** Exercise **
Continue the essay on COVID, complexity, and military command below, starting right after its final sentence.

** Extract to read **
○ ○ ○

Organizing for Chaos: COVID, Complexity, and Command

U.S. Air Force Basic Military Training Graduation

By Larry Kay

The COVID19 pandemic remains a powerfully instructive lesson in understanding “complex problems,” devising practical solutions. At this time, a vaccine for COVID19 remains elusive, and many experts anticipate, like the flu, seasonal COVID periods may become the new normal.[1] Like the country, the military is beset with confusion. This operational environment is challenging, and it is precisely because it appears so confusing that organizations must strive to understand it. It is the responsibility of field grade officers to usher in understanding, converting confusion to coherence. Therefore, it seems appropriate to revisit the relationship between complexity, the operations process, and role of commanders in understanding, visualizing, and describing the operational environment.

The first steps: Understanding, and Visualizing

Understanding an environment is essential to acting within it. When approaching any operational environment, it is necessary for organizations to find some bedrock of basic explanation in order to create a sense of order from the confusion.[2] Understanding, however, is not concerned with complexity as much as it is concerned with perplexity. The former describes a physical environment, while the latter concerns a cognitive condition or a precursor to action. Transitioning from perplexed to understanding, from confusion to clarity, requires organizations to describe what elements they wish to evaluate.

The greatest part of the questions and controversies that perplex mankind depend on the doubtful and uncertain use of words.

○ ○ ○

Stored data entries
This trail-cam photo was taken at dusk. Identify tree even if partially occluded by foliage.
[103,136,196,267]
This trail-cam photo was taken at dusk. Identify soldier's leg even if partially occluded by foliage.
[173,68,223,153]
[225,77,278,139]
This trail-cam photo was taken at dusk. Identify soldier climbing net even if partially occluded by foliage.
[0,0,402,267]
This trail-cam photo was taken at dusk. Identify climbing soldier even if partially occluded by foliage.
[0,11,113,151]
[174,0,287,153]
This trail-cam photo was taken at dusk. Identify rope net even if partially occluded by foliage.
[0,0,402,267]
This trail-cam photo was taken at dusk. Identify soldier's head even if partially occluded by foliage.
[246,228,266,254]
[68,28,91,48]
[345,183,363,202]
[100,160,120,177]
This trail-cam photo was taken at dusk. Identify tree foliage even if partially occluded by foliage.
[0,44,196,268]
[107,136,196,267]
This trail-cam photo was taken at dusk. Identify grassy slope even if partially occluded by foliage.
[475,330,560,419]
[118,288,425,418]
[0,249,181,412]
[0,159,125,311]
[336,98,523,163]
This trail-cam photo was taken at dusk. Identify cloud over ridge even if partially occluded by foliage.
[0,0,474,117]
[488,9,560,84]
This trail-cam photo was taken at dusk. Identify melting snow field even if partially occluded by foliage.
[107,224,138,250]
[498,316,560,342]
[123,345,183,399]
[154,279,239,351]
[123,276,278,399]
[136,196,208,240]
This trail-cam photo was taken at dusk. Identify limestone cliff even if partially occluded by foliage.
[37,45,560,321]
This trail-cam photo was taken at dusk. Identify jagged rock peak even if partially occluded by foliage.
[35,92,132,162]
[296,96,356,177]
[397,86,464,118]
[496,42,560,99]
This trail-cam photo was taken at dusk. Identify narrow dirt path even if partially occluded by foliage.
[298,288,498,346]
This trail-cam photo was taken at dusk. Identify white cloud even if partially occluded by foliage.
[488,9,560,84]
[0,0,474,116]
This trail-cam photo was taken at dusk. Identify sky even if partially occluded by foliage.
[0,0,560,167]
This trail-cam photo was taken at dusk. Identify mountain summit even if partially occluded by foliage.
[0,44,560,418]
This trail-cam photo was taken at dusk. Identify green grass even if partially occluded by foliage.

○ ○ ○

** Your response **
                                                                                             – John Locke[3]

Defining key terms: Complexity, Ambiguity, and Volatility

In general, people can only understand and explain what they can articulate. Vague descriptions lead to vague understandings and it is by discerning with precise language that we can distinguish one thing from another. For example, the phrase “complex problem” is problematic, because complexity has its own definition, and therefore to begin by describing anything challenging or defiant of understanding as “complex” already assigns it a quality it may not actually have, and prejudices an evaluation and subsequent understanding of the problem or environment. Complicated and complex have distinctions: complicated implies cause and effect are visible; whereas, complex does not. A volatile situation is unexpected or unstable and may be of unknown duration, but it’s not necessarily difficult to understand. An ambiguous situation is when causal relationships are completely unclear; no precedents exist; and there are unknown unknowns.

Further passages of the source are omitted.